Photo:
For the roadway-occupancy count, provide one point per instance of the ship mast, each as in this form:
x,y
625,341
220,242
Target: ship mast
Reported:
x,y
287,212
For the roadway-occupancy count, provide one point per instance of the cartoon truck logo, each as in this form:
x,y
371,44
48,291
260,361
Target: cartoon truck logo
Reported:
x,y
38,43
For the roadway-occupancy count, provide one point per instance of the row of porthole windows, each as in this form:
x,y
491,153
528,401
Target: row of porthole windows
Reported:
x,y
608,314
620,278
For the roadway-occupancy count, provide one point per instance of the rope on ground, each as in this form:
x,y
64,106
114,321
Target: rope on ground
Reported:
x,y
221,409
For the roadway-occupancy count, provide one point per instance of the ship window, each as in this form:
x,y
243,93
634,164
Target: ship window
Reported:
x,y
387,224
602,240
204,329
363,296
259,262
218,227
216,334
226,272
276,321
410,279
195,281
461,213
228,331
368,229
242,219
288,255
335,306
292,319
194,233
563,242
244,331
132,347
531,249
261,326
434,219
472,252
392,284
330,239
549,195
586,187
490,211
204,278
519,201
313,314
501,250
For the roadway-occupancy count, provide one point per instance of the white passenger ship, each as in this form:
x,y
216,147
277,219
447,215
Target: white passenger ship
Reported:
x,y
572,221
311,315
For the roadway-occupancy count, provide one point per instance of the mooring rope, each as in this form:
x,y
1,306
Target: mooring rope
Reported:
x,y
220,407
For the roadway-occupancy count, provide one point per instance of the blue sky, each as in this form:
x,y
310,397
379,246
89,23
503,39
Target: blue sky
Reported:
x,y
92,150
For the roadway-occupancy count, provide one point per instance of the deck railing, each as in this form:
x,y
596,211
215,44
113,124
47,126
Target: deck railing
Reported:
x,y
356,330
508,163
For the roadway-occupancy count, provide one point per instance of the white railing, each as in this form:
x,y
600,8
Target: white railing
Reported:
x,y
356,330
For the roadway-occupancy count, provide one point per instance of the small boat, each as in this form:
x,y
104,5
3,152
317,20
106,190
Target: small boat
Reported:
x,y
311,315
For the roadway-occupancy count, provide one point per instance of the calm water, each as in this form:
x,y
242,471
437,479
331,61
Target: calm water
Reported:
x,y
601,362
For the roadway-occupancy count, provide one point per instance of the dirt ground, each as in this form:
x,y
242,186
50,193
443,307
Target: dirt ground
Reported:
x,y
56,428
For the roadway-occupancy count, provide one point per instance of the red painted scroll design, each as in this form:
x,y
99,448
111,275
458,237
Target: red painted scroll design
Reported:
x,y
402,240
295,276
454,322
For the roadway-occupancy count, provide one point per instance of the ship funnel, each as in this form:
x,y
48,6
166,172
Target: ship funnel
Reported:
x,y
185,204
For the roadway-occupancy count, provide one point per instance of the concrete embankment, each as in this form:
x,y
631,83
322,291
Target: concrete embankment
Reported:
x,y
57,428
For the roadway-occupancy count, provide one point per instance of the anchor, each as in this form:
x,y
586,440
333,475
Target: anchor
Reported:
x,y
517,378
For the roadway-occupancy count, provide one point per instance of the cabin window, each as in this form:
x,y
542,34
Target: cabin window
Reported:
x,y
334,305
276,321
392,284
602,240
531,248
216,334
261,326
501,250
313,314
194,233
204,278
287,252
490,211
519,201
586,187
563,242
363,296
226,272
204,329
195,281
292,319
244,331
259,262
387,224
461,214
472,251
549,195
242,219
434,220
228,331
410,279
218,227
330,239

*Try it*.
Take the line above containing "Target: ship mast", the line containing "Target: ship window", and all lines in between, and copy them exactly without anything else.

*Task output*.
Target: ship mast
Reported:
x,y
287,212
For the roadway-occupancy count, provide one point per instance of the cartoon truck logo, each as in this form:
x,y
371,44
48,291
260,361
Target: cartoon truck logo
Reported:
x,y
38,43
For the roadway-occupancy count, provide one point per instance of the row of porthole windows, each as in this form:
x,y
491,153
528,401
Target: row of porthole windows
Reported:
x,y
608,314
620,278
For the roadway-occupancy count, provide one point per instance of the rope on ground, each as in this form:
x,y
64,106
114,321
Target: rope on ground
Reported:
x,y
221,409
For the roadway-occupancy count, provide one point per instance of the ship window, each as in this form:
x,y
243,93
634,164
Target: ship window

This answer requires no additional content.